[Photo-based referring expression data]
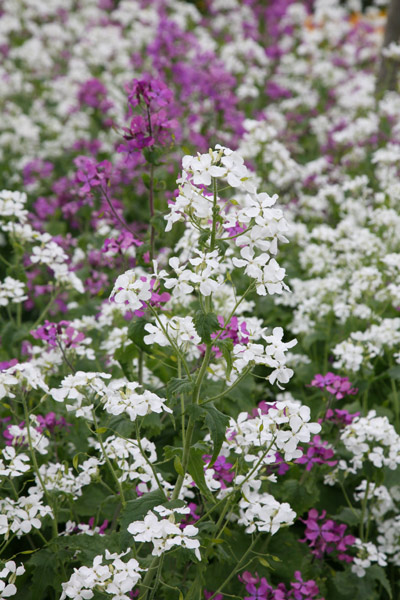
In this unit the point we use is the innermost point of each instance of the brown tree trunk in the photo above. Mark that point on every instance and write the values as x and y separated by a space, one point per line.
388 69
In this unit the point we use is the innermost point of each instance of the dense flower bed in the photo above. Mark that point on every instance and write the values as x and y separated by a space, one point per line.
199 301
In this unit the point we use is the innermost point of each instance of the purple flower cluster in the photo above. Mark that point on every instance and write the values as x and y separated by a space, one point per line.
334 384
92 174
317 453
125 240
155 126
223 469
325 536
259 588
340 417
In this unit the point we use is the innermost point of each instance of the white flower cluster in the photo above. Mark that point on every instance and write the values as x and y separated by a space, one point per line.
367 553
81 529
12 291
286 424
260 511
15 465
22 515
79 389
372 439
163 533
362 346
57 477
115 577
258 225
131 289
24 374
123 397
12 204
380 499
272 355
11 571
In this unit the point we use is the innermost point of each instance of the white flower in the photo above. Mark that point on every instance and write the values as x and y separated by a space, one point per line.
122 397
252 263
131 290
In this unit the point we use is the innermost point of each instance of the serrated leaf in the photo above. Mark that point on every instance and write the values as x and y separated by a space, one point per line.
226 347
196 470
178 466
216 423
206 324
176 386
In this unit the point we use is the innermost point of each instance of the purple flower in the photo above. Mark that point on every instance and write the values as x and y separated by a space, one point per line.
334 384
222 469
326 536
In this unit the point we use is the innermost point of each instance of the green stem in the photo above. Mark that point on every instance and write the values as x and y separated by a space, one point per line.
215 213
157 581
171 341
250 288
46 309
182 399
363 509
237 568
115 476
228 389
143 453
36 468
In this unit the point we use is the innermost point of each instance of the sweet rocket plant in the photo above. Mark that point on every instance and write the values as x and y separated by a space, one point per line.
190 406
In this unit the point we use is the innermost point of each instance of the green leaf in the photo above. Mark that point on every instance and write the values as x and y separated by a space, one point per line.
226 347
217 423
205 324
311 338
125 358
176 387
178 466
136 333
196 470
349 516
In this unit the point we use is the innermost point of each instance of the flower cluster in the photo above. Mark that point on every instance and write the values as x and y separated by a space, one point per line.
327 536
163 533
108 574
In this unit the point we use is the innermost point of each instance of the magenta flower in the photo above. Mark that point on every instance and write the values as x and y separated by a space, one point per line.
222 469
334 384
326 536
340 417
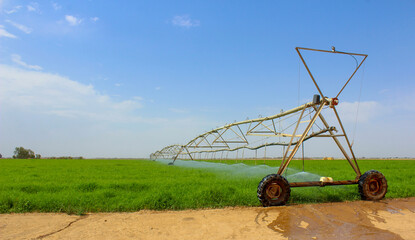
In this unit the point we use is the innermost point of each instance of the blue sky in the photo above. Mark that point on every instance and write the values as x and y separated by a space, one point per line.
125 78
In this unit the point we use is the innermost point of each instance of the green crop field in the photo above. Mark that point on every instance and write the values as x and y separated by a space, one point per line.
78 186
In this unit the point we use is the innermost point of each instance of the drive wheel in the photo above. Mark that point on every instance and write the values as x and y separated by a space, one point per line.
273 190
372 185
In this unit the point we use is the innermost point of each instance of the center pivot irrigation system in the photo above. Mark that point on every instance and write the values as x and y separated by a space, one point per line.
289 129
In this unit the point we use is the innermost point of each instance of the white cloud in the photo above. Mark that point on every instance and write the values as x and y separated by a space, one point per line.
73 21
17 59
13 10
33 7
4 33
21 27
56 6
185 21
178 110
52 94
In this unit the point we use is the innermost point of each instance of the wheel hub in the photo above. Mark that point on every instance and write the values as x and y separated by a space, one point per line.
273 191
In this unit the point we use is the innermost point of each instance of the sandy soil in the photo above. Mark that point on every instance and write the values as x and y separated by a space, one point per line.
387 219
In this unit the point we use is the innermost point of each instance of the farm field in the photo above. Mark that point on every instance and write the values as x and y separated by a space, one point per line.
79 186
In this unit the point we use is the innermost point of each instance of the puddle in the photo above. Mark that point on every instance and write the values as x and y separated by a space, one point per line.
347 220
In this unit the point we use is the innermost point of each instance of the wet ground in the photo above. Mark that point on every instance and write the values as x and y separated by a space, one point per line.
386 219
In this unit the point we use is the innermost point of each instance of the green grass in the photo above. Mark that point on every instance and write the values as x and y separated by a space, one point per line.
78 186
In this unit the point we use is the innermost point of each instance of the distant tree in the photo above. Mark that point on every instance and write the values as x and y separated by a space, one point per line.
22 153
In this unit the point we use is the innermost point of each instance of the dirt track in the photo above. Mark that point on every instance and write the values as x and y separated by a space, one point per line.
387 219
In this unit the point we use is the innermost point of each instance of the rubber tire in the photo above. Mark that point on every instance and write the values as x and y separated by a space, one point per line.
364 185
284 194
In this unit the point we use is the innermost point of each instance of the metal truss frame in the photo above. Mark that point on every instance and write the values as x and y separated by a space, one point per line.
232 137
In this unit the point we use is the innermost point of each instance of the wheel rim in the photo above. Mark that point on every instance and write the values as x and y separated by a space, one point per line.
273 191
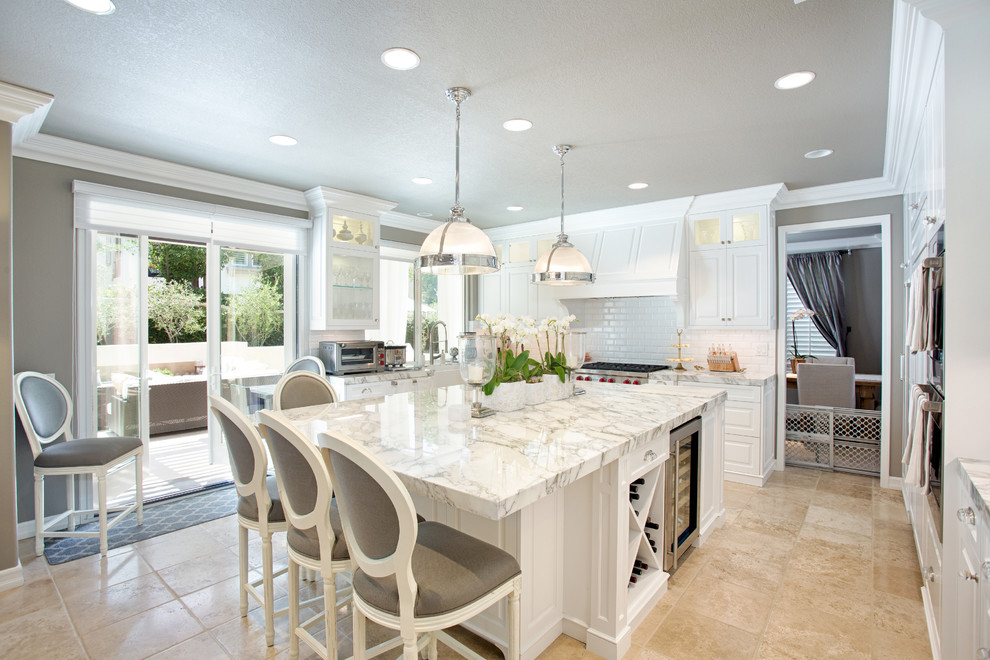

Exercise objective ::
Here the job is to print all the entries above exactly, minus the images.

Answer box ::
In this unit the point we use is the innermost point of each instance of the brown tree trunk in the photo above. Mark that point on every instance and write the values as x and y separated by a space, one point per line.
388 69
In this unit the point we use is the innermost point of each instance of the dense flower bed in the photo above. Mark that point on every instance and write the values as x and y separated by a space, one point per line.
199 301
In this unit the point we use is the innermost point of each instance of the purple flower cluster in the photo above. Mark that point on every instance and write the values as x and y separated by a space, one point per line.
334 384
92 174
317 453
125 240
155 126
223 469
325 536
259 588
340 417
In this unit the point we use is the innermost point of each instance of the white flower cluster in the photo above. Mark that point on every instance and write the values as x and y separated by a space, one point per line.
367 553
81 529
12 291
286 424
260 511
15 465
22 515
79 389
372 439
163 533
362 346
57 477
115 577
258 225
131 289
24 374
123 397
12 204
380 499
272 355
11 571
In this unit the point we use is the innermost point of each instance of the white flower in the photo above. Mark that point on every instance and write the values as x and y separated by a space, one point per line.
122 397
252 263
131 290
In this unit the point we use is the innermost point of each instance of the serrated leaf in the photo above. Mark that point on every instance and write the values as x and y separated by a space, one point per line.
226 347
196 470
178 466
216 423
206 324
176 386
In this unit the point we use is the innermost point of each instance of the purple flower in the photo above. Mark that point on every instance and write the values as x and y separated by a space, one point per line.
334 384
222 469
326 536
In this unit the point we use is the innermost point of each instance of the green stem in the photo above. Mark that point on every instance and write the values as x and y separated by a space, one point per line.
215 213
157 581
171 341
250 288
46 309
182 399
363 509
237 568
115 476
228 389
143 453
36 468
In this unit the point we use is the innermost point of each instance of the sweet rocket plant in the photo above. Mark that point on every instance and write the values as x and y separated by a space, one point per line.
190 406
In this unit the point we use is the innermost point of each instance of the green leaf in the photo above. Mark that point on every instance and write the values as x and y separated by a space, one point per line.
226 347
217 423
205 324
311 338
125 358
176 387
178 466
136 333
196 470
349 516
In this unit the point we use is the innermost point of each instance of the flower cluster in the photo above. Mark that point on every instance and write the values as x and y separated by a space, one point per line.
327 536
163 533
108 574
In this unit the point we use is the innermost point of each instance of the magenta flower in the photo above. Mark that point on every instance and write the values as x and y separated by a space, one point per line.
222 469
334 384
326 536
340 417
In this unit the point we use is the innermost point of each instance of the blue sky in the photo above. Mark that point on every instance and write the values as x and y separated by a space, one point per line.
125 78
In this unit the point we use is the innermost point of each instance of the green crop field in the photo above. Mark that point on every instance and write the values as x and y separated by a space, one point per line.
78 186
In this unit the point we use is the innermost point of each instance of the drive wheel in the photo above. Mark that point on every instance and write the values as x and y separated by a space, one point per line.
273 190
372 185
In this unit the point we use is the innermost point of each instance of the center pivot irrigation system in the photo above. Mark that point on every instance and write the values as x and y separated by a space, one point per line.
289 129
In this unit the point we use is the innermost point of each instance of the white cloud in the photo above. Mark that point on every instance and write the values as x and y separated by a space, one point per line.
73 21
17 59
13 10
33 7
4 33
21 27
56 6
185 21
178 110
52 94
In this unit the point we use is the innermost point of each instance of the wheel hub in the photo above. Mark that point on every instance and write the values as x and y separated by a space, one point per line.
273 191
In this unit the point we use is the innermost point of each instance of the sandy soil in the photo above. Mark that point on every instance and write the values as x and y separated by a space, one point per line.
387 219
In this unit the point we use is the innermost point of each instance of the farm field in the photo above. Mark that point on every instance and write the values as x and y separated by a space, one point per line.
79 186
In this unit the point we use is the innermost point of each instance of the puddle in the photo above. Mark that point on every instance and write the values as x and y separated by a space, one point per line.
347 220
In this unit the point we use is the innermost point of each instance of the wet ground in the photo above. Mark that point on every instance and write the values as x and y separated by a space, one point per line.
386 219
In this unit the point we use is the innermost point of each instance of the green grass in the photo above. Mark that point on every instance and write the values as x and y separated by a space, one point per line.
78 186
In this unit the point we use is the innermost point of each instance of the distant tree in the photo above. Mark that point on every instance and write the values as x and y separated by a space, one point per line.
22 153
In this unit the point we use is the innermost point of each instance of the dirt track in the photo above. Mark that point on every instance and write the values as x and y separated by a space, one point per line.
387 219
In this unit the point we use is the innermost point of each instance of the rubber tire in the photo above. Mark that point on every instance and write the values as x and y separated by a space, one point per line.
364 185
284 194
In this unit the point we use is the innermost point of each instance of the metal truss frame in the photo above. Mark that point on every instance and write the values as x and y separated by a space, one point per line.
232 137
In this unit the point we use is the innermost point of each instance of the wheel rim in the photo above. Mark that point on every instance and write the values as x and y separated by a space, one point per line.
273 191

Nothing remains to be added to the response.